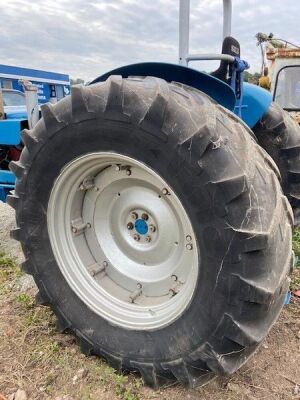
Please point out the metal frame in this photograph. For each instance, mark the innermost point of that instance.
(184, 34)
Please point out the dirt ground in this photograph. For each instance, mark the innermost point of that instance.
(48, 365)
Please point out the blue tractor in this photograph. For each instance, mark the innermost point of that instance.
(152, 220)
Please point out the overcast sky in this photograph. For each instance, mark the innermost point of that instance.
(86, 38)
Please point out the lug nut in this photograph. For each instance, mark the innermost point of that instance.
(130, 226)
(189, 246)
(152, 228)
(134, 215)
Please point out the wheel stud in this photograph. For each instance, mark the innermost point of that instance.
(145, 217)
(134, 215)
(189, 246)
(152, 228)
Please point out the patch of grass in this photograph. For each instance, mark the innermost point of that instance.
(296, 243)
(295, 277)
(25, 300)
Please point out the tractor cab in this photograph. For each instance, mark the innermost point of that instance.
(287, 88)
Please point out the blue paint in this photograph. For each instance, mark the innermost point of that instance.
(220, 91)
(10, 131)
(141, 226)
(10, 70)
(7, 177)
(256, 102)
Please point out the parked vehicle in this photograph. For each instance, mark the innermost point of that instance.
(151, 219)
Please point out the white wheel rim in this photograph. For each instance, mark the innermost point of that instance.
(123, 240)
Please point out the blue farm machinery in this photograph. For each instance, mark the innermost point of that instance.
(154, 215)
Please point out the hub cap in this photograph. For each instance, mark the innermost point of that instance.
(122, 240)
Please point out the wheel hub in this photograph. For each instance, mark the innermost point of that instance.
(123, 240)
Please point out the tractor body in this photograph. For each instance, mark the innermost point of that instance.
(225, 86)
(152, 221)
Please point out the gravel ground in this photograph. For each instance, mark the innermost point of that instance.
(48, 365)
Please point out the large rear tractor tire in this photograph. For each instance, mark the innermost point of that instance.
(155, 227)
(279, 134)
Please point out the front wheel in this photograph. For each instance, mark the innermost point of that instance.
(155, 228)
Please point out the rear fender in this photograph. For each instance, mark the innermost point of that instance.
(213, 87)
(256, 102)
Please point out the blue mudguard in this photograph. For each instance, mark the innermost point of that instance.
(215, 88)
(256, 102)
(10, 130)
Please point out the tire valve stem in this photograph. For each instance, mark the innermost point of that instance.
(134, 295)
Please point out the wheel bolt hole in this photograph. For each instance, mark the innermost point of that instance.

# Required work
For this exercise, the answer is the lines from the one containing "Please point out the blue mudguard" through the end of the listing above, reproduced exactly.

# Worked solution
Please point out the blue mudguard in this photograph. For each instance, mark the innermost point of that instance.
(215, 88)
(256, 102)
(10, 130)
Please point out the tire valve stem in this photograph. For each instance, mark the innermost point of that instance.
(134, 295)
Please point out the wheel bolt hole in this photograph. For each instance, mark the innermost point of that instance.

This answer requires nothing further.